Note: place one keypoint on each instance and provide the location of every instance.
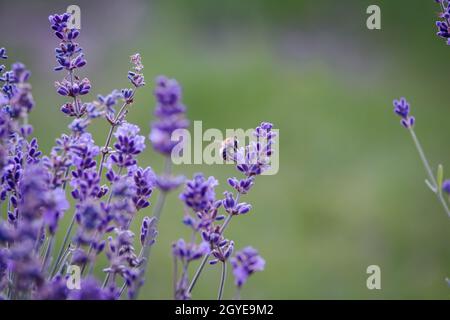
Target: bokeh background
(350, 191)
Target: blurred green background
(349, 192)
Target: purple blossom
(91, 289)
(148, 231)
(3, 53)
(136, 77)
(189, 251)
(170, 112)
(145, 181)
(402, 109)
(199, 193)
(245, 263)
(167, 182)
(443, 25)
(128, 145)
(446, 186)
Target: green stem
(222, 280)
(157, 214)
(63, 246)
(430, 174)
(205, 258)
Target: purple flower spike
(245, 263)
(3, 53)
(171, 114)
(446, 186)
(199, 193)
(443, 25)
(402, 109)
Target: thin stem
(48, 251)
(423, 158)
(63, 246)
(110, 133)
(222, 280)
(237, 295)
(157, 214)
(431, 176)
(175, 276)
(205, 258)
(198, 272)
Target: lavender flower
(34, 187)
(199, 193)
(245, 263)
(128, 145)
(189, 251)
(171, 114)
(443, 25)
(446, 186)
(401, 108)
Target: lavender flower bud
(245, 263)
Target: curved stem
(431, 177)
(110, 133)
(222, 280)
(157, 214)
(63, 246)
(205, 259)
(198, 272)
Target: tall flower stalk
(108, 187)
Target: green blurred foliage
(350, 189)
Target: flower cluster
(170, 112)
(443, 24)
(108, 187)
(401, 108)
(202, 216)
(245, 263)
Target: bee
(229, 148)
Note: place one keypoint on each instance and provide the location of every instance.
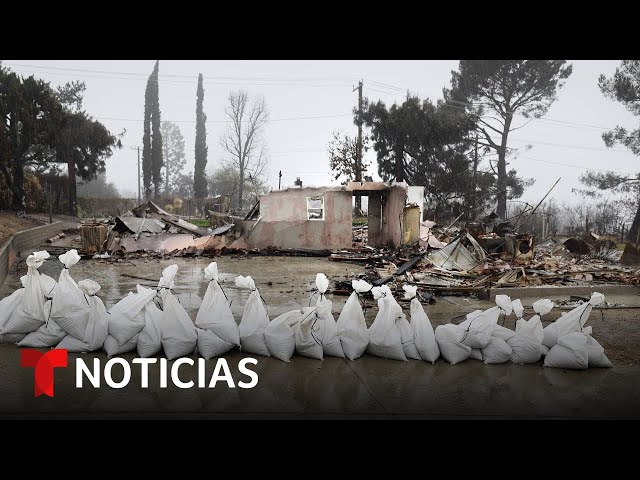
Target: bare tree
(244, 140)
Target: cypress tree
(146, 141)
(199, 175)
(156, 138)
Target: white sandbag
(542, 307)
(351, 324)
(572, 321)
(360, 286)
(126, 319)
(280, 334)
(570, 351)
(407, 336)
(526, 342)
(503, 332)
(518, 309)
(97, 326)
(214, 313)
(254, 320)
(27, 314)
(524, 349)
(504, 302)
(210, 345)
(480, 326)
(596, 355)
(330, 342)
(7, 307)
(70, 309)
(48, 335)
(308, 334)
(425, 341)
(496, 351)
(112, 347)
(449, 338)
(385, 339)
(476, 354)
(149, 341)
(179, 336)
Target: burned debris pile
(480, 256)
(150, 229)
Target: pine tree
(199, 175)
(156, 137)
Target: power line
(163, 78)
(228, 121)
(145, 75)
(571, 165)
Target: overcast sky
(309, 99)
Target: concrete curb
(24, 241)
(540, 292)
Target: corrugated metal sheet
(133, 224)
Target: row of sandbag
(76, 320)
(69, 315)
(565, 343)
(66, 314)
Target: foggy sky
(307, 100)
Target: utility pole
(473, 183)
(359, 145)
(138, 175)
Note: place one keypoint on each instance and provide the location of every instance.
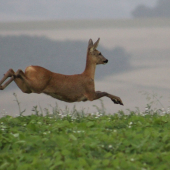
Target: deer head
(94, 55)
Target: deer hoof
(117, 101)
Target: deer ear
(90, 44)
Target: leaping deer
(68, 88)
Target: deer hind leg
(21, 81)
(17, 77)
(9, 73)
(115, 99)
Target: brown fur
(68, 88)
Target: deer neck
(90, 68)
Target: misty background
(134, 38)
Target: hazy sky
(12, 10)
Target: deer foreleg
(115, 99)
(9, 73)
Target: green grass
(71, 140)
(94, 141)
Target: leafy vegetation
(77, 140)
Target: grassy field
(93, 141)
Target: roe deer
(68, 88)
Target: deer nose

_____

- **Task**: Please transcribe the material above exactly as written. Leave the pictures out.

- **Task response**:
Note: place one keypoint on each instance and provide the location of every instance.
Target: bokeh background
(350, 191)
Target: blurred green background
(349, 192)
Target: purple blossom
(91, 289)
(148, 231)
(3, 53)
(136, 77)
(189, 251)
(170, 112)
(145, 181)
(402, 109)
(199, 193)
(245, 263)
(167, 182)
(443, 25)
(128, 145)
(446, 186)
Target: green stem
(222, 280)
(157, 214)
(63, 246)
(430, 174)
(205, 258)
Target: purple flower spike
(245, 263)
(3, 53)
(171, 114)
(446, 186)
(199, 193)
(443, 25)
(402, 109)
Target: thin stem
(48, 251)
(423, 158)
(63, 246)
(110, 133)
(222, 280)
(237, 295)
(157, 214)
(431, 176)
(175, 276)
(205, 258)
(198, 272)
Target: lavender flower
(34, 187)
(199, 193)
(245, 263)
(128, 145)
(189, 251)
(171, 114)
(443, 25)
(446, 186)
(401, 108)
Target: lavender flower bud
(245, 263)
Target: curved stem
(431, 177)
(110, 133)
(222, 280)
(157, 214)
(63, 246)
(205, 259)
(198, 272)
Target: tall flower stalk
(108, 187)
Target: green blurred foliage
(350, 189)
Target: flower cluster
(170, 112)
(443, 24)
(108, 187)
(401, 108)
(202, 216)
(245, 263)
Target: bee
(229, 148)
Note: place one keypoint on each instance and provide the location of every instance.
Target: bare tree
(244, 140)
Target: cypress tree
(146, 141)
(199, 175)
(156, 138)
Target: white sandbag
(542, 307)
(351, 324)
(572, 321)
(360, 286)
(126, 319)
(280, 334)
(570, 351)
(407, 336)
(526, 342)
(503, 332)
(518, 309)
(97, 326)
(214, 313)
(254, 320)
(27, 314)
(524, 349)
(504, 302)
(210, 345)
(480, 326)
(596, 355)
(330, 342)
(7, 307)
(70, 309)
(48, 335)
(308, 334)
(425, 341)
(496, 351)
(112, 347)
(449, 338)
(385, 339)
(476, 354)
(149, 341)
(179, 336)
Target: burned debris pile
(480, 256)
(150, 229)
Target: pine tree
(199, 175)
(156, 137)
Target: power line
(163, 78)
(228, 121)
(145, 75)
(571, 165)
Target: overcast sky
(309, 99)
Target: concrete curb
(24, 241)
(540, 292)
Target: corrugated metal sheet
(133, 224)
Target: row of sandbag
(76, 320)
(69, 315)
(565, 343)
(66, 314)
Target: foggy sky
(307, 100)
Target: utility pole
(473, 183)
(359, 145)
(138, 175)
Note: place one keypoint on each instance and provide the location of every instance.
Target: deer head
(94, 55)
Target: deer hoof
(117, 101)
Target: deer ear
(90, 44)
Target: leaping deer
(68, 88)
Target: deer hind leg
(21, 81)
(17, 77)
(9, 73)
(115, 99)
Target: brown fur
(68, 88)
Target: deer neck
(90, 68)
Target: misty background
(134, 38)
Target: hazy sky
(12, 10)
Target: deer foreleg
(115, 99)
(9, 73)
Target: green grass
(71, 140)
(94, 141)
Target: leafy vegetation
(77, 140)
Target: grassy field
(93, 141)
Target: roe deer
(68, 88)
Target: deer nose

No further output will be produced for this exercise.